++++ Supplied material

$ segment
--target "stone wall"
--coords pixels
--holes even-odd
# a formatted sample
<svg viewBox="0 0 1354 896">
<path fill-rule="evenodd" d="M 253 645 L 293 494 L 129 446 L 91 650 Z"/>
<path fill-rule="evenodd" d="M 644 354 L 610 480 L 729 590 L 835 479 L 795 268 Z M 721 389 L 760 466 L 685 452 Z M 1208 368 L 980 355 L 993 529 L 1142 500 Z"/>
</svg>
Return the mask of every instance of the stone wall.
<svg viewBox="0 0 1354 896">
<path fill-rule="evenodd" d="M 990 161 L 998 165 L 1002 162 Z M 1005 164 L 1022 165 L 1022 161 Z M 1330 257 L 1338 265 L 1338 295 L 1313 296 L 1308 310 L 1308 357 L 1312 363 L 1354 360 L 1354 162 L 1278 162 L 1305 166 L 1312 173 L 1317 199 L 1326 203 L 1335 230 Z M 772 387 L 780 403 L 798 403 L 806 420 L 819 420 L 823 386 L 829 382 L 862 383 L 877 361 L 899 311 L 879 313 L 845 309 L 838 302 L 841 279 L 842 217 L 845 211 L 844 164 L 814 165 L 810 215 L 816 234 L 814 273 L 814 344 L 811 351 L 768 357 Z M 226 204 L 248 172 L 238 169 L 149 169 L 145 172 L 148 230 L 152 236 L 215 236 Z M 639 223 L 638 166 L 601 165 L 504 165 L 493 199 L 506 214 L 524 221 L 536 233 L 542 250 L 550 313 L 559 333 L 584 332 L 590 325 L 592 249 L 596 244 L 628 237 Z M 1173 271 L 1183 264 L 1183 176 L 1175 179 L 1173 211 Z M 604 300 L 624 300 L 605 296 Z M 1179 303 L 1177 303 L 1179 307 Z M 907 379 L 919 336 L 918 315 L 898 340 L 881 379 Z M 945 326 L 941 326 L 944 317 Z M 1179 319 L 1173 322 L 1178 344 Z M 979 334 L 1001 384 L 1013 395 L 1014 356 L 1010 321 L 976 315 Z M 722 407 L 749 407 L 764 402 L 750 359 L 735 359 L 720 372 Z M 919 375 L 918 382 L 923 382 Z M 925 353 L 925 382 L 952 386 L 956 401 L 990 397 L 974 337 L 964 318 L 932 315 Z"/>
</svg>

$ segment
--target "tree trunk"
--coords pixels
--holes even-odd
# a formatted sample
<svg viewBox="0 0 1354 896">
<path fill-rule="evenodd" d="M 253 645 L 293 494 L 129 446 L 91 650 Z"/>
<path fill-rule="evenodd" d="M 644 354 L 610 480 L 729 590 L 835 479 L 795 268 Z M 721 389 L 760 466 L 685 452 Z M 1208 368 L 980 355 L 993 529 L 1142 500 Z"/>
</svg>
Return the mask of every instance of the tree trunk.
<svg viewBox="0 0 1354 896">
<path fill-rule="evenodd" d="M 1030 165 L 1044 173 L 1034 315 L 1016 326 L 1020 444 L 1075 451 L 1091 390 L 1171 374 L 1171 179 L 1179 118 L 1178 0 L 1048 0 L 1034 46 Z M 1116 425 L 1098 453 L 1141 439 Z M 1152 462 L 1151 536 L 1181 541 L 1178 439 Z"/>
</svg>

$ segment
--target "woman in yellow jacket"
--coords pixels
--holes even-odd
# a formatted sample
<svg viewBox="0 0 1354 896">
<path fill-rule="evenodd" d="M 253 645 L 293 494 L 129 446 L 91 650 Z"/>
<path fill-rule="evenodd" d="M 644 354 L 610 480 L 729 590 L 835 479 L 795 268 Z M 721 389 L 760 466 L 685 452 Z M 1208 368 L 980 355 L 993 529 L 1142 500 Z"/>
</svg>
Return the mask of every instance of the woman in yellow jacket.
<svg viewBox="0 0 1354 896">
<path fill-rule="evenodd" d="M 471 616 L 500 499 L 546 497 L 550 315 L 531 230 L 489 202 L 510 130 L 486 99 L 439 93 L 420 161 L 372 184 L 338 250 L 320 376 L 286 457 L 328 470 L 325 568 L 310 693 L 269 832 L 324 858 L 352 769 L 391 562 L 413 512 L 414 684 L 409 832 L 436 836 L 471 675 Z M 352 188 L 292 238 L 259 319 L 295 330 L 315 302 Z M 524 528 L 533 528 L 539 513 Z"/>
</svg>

++++++++
++++ Supplied material

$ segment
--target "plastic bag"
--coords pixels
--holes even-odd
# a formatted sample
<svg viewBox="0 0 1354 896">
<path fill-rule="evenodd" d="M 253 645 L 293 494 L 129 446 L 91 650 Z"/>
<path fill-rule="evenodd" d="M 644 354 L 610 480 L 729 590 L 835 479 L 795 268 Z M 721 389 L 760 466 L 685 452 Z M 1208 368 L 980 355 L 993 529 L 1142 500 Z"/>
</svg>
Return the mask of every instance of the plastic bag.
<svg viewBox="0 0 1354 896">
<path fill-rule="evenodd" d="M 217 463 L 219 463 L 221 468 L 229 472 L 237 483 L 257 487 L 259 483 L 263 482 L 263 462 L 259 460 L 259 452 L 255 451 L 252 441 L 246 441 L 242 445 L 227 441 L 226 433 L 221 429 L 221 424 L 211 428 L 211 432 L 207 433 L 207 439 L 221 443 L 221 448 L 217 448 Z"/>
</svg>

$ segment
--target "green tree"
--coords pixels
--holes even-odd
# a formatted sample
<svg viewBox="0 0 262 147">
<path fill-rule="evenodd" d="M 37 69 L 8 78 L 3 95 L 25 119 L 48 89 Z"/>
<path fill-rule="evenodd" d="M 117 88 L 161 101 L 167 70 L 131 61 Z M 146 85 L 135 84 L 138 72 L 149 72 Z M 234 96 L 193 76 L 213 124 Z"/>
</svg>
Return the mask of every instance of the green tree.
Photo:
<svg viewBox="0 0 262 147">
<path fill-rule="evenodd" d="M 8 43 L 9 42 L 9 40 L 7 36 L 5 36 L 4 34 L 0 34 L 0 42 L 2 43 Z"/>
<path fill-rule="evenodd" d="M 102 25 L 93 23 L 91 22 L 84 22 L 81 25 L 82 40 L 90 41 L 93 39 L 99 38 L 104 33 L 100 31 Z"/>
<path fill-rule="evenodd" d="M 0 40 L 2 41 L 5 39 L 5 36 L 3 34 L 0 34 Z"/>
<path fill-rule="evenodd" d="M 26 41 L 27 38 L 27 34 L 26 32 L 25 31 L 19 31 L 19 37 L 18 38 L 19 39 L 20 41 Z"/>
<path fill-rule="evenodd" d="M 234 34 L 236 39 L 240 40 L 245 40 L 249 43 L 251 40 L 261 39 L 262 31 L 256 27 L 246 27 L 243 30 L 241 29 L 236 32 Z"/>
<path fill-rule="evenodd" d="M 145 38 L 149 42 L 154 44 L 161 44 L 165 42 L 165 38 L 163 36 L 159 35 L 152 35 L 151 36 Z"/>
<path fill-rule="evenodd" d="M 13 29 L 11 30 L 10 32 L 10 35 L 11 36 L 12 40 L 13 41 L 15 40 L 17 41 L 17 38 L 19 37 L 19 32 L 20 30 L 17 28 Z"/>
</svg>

++++++++

Description of the task:
Pull out every line of the listing above that contains the string "mask", matching case exactly.

Result for this task:
Return the mask of every instance of the stone wall.
Return the mask of every instance of the tree trunk.
Return the mask of every instance of the woman in yellow jacket.
Return the mask of every instance of the plastic bag.
Return the mask of every instance of the green tree.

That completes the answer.